● **ТРЕБОВАНИЯ**
- a) Процитируйте отрывок об Астафьеве от слов «На фото из фондов» до слов «в 2008 году.» включительно.
- b) Продолжите отрывок об Астафьеве, начав сразу после его последнего предложения.

● **ФРАГМЕНТ ДОКУМЕНТА**
=-=-=-=-=

Наука по понедельникам. Попытка исповеди

Наука по понедельникам. Попытка исповеди

19 02 2023

На фото из фондов Библиотеки-музея: В.П. Астафьев дома в красноярском Академгородке. 1983 год

Сегодня мы предлагаем вашему вниманию фрагменты статьи доктора филологических наук, профессора Наталии Сергеевны Цветовой "В.П. Астафьев. Попытка исповеди". 

Статья была опубликована в журнале "Вестник Санкт-Петербургского университета" в 2008 году.

Полную версию статьи можно прочесть по ссылке

Подробно об авторе - здесь

Напомним нашим читателям и о самом произведении, которому посвящена статья, - "Из тихого света. Попытка исповеди". Вот его текст

***

В переполненной значительными событиями литературной биографии В. П. Астафьева есть события особые. К их числу безусловно относят «Последний поклон», из света которого был рожден новый мастер, признаваемые большинством кульминацией творческой эволюции художника повесть «Пастух и пастушка», «Ода русскому огороду», «повествование в рассказах» «Царь-рыба». На сегодняшний день самым противоречивым этапом литературно-биографического сюжета является завершающий. Кто-то склонен думать, что так и выдохлась неопредмеченной интрига, завязанная на напряженном ожидании последней правды о войне, потому что заключающий собрание сочинений эпический текст не оправдал читательских ожиданий. Кто-то под напором критики в качестве финального события творческой биографии Астафьева с горечью и недоумением принимает широко растиражированные горькие строчки «Эпитафии». И не замечается ни теми, ни другими, что на самом деле, словно в преднамеренное усложнение ситуации, писатель завершил свой путь по-астафьевски же мощно и своевольно «попыткой исповеди» «Из тихого света», заключающей блок художественных текстов в последнем прижизненном собрании сочинений, произведением, к которому, судя по истории и отведенному ему месту, сам прозаик относился особенно трепетно.

=-=-=-=-=

● **ПРЕДОСТАВЛЕННЫЙ СПИСОК**
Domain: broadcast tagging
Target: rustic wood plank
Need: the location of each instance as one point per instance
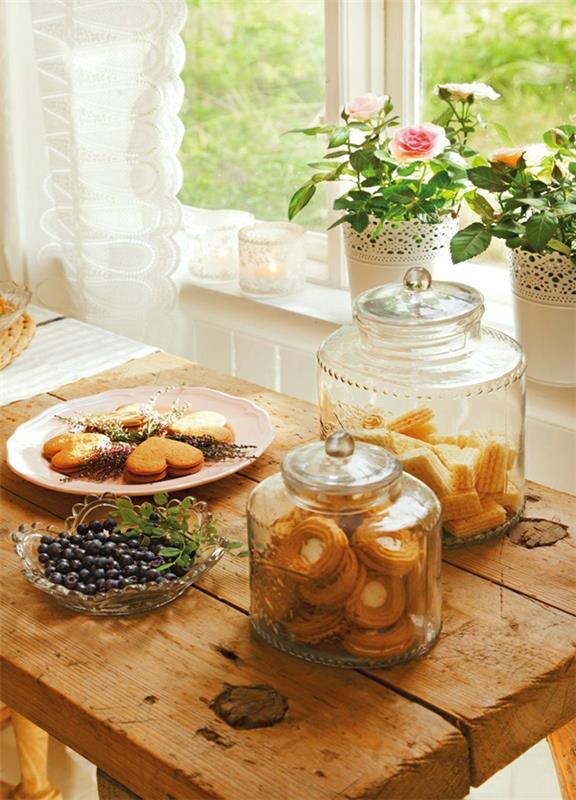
(563, 747)
(132, 694)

=-=-=-=-=

● **РЕЗУЛЬТАТЫ ПО ЗАДАНИЯМ**
- a)
На фото из фондов Библиотеки-музея: В.П. Астафьев дома в красноярском Академгородке. 1983 год

Сегодня мы предлагаем вашему вниманию фрагменты статьи доктора филологических наук, профессора Наталии Сергеевны Цветовой "В.П. Астафьев. Попытка исповеди". 

Статья была опубликована в журнале "Вестник Санкт-Петербургского университета" в 2008 году.

- b)
Подготовивший пятнадцатитомник Астафьев во многом облегчил труд текстологов, восстановив основные этапы творческих историй наиболее значительных работ. Но творческую историю «Исповеди» в комментариях к тринадцатому тому, в который она была включена, сократил до одной фразы: «Подбор отрывков из разных в прошлые годы писанных повестей и рассказов мне показался любопытным, и давно в столе лежавшая рукопись «Попытка исповеди» тоже». При этом писатель оставил знак долгой и трудной судьбы своей литературной исповеди — четыре даты создания: 1961, 1975, 1992 гг. и 1997 (год первой и единственной публикации). Эти два факта из истории текста, предъявленные автором, позволяют утверждать, что с 1961 г. было подготовлено не менее четырех вариантов «исповеди», но текст ее до 1997 г. никогда ранее не публиковался. В архиве писателя сохранился только один автограф этого произведения, на котором обозначена дата, напрямую не соотносимая ни с одной из указанных в собрании сочинений — «Академгородок, 23–24 ноября 84 г.». Дата эта имеет отношение только к машинописному тексту, который хранит еще и следы двухэтапной рукописной правки, фактически представляющей еще два варианта, наложенные на машинописный автограф. Можно предположить, что машинопись — это вариант, завершенный к 1984 г., <...> Два следующих — подходы к редакции 1992 г. Судя по содержанию канонической редакции 1997 г., создавалась она после ухода дочери, потому что только в ней представлены внутренние монологи повествователя у могилы «родного дитя». Следовательно, исправления, внесенные в период с 1975 по 1992 гг., Астафьев либо не воспринимал как определяющие, принципиально важные для текста, либо не учитывал их, т. к. не считал ни один из этих вариантов завершенным.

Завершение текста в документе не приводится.